— Data entries —
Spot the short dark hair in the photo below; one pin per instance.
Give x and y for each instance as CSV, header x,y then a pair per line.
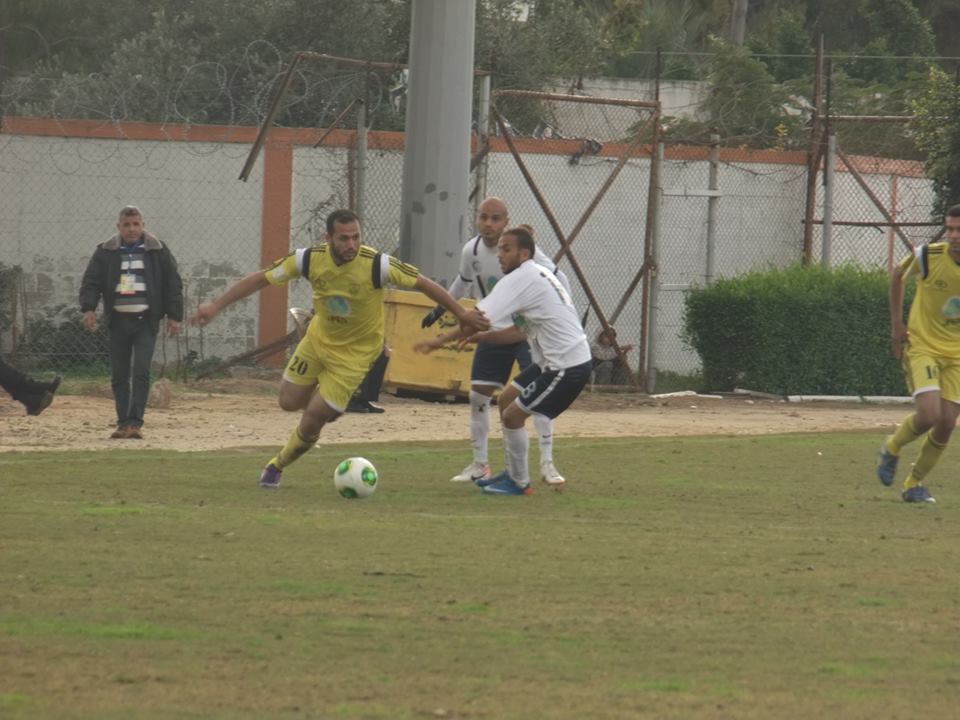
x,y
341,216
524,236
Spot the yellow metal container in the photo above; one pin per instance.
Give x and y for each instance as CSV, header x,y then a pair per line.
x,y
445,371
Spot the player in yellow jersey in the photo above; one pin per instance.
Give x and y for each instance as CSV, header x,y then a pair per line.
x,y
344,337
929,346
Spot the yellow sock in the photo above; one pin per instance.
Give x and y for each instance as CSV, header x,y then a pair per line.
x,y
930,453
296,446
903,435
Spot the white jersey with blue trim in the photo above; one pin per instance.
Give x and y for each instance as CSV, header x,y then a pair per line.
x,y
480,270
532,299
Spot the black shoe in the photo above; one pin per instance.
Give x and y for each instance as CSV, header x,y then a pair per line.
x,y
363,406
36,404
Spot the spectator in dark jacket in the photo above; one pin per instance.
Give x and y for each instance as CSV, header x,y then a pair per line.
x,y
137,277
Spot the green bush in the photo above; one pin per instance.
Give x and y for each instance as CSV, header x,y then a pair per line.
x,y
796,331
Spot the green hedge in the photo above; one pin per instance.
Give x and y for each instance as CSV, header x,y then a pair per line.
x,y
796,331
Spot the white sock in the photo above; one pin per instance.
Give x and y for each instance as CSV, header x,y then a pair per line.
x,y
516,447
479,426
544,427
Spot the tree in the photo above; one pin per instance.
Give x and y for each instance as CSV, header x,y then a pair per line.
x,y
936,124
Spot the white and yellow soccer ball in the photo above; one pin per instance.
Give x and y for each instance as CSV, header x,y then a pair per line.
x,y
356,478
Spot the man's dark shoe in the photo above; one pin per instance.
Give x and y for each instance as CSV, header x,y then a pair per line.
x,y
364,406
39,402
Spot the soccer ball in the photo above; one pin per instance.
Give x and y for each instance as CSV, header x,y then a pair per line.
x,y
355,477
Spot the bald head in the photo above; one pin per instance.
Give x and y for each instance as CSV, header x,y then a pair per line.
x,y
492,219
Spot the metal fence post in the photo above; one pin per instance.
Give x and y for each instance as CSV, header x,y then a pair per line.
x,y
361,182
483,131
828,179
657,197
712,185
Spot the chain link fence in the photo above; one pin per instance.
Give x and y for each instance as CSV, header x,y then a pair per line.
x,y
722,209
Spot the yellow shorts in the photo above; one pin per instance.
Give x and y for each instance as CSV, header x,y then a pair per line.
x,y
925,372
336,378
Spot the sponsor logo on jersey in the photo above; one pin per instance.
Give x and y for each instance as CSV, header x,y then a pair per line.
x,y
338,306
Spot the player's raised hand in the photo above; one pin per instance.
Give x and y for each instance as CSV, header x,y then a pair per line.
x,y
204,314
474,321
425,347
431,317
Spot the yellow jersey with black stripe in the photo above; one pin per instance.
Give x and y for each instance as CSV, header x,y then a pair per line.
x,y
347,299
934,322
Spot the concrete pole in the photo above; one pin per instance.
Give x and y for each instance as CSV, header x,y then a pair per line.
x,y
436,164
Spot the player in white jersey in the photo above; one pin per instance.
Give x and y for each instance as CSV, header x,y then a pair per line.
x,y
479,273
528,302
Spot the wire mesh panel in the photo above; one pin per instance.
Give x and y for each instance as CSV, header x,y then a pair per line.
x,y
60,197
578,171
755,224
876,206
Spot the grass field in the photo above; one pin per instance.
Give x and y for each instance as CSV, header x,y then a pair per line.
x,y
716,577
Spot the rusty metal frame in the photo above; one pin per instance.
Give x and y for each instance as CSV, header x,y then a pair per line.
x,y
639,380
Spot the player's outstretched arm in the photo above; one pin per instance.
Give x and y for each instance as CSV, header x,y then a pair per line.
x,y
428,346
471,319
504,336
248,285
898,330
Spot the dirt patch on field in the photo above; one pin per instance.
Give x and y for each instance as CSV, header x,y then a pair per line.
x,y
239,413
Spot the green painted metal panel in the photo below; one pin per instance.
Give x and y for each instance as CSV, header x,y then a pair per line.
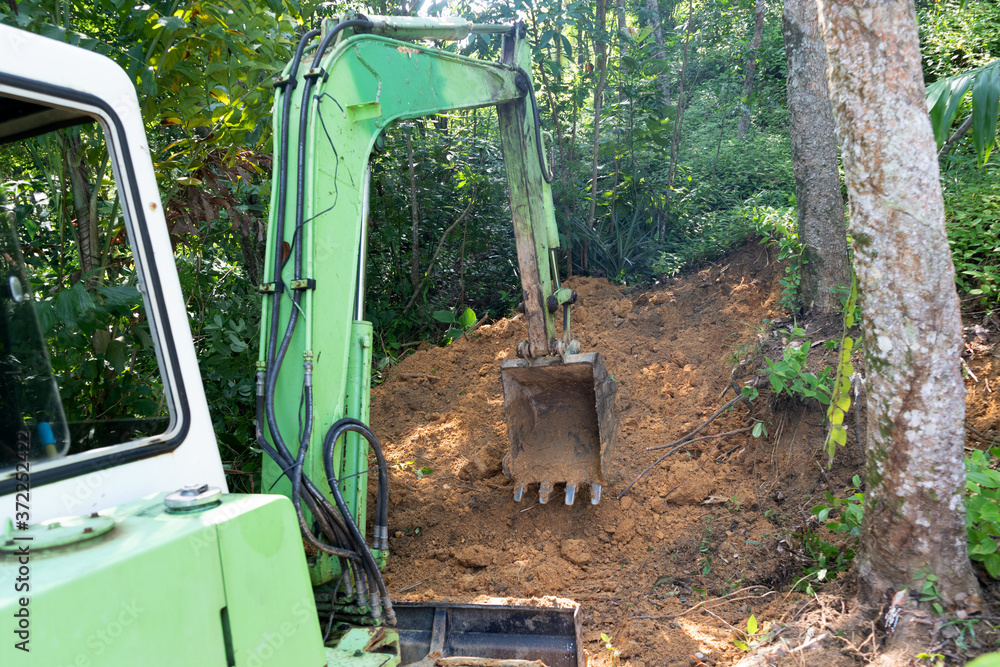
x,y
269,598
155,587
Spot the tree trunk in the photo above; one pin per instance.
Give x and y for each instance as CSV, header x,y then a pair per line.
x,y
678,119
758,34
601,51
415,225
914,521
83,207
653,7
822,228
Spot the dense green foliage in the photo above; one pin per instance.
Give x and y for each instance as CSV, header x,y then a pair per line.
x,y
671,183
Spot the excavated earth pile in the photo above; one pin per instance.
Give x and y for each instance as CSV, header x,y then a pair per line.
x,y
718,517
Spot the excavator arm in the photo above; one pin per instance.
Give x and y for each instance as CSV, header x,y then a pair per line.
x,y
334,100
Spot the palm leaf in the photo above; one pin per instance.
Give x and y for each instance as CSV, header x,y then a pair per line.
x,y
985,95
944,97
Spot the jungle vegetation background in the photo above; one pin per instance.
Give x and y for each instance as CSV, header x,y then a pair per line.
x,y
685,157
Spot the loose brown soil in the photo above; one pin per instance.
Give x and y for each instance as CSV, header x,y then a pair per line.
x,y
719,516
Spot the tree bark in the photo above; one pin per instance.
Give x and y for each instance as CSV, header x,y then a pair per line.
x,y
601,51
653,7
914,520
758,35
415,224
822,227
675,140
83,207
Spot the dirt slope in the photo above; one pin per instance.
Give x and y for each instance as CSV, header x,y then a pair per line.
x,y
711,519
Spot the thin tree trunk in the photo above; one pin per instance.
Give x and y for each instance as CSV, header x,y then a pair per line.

— WORK TO DO —
Write out the data verbatim from the line containing "Spot the green painted" through the final line of the data, both included, leaving out the pictures.

— REPLY TO THE EXERCISE —
Spot the green painted metal panel in the photo below; one pin per instance.
Give x and y for each instance as CSV, header x,y then a pair per line.
x,y
269,598
155,587
Spot the tree trunk in the photo above; one pin per instance.
Give x and y for each instance as CSV, header x,y then a pair per line.
x,y
678,119
758,34
601,51
415,225
914,521
83,207
653,7
822,228
Spot the dense green foliage in the photo above; one pin per instance.
Give x and y for each instance as CSV, header x,y then a pair per line.
x,y
671,183
Spot the excavated earth pile in the photo above; one pin per instance.
Give x and y for each instance as CSV, header x,y then a pair per line.
x,y
718,517
Spot the excavator arm in the photo above; one pin per instance.
Give x and y for each instance as CSV, header x,y then a pair per line.
x,y
334,100
Spot the palm leaf in the photo above; one pin per instance.
Give x and y for each instance as CSV, header x,y then a pair per line.
x,y
985,95
944,97
Spot the jungle vegetation background in the photo above; one pin per instance.
Give x and y for each instance as CSV, header x,y then a pair per line.
x,y
685,157
Spot the loose brown soil in the photo above; one pin per instance.
Give x and y for each instance as CSV, header x,y then a pair per line.
x,y
719,516
Spot the tree bark in the photo above; one pin per instance.
Give x and y for each instance as CSV, header x,y then a pair per line.
x,y
601,51
653,7
914,520
758,35
415,224
822,227
675,140
83,207
Spot the dirt slope in the photo above; one pin per instance.
Give x and y for each instance as CSV, header x,y then a pair per line.
x,y
711,519
Spot the thin tree trunk in the photo above; one pin per instance.
Give x and y for each instance as CSV, header x,y then a pair per line.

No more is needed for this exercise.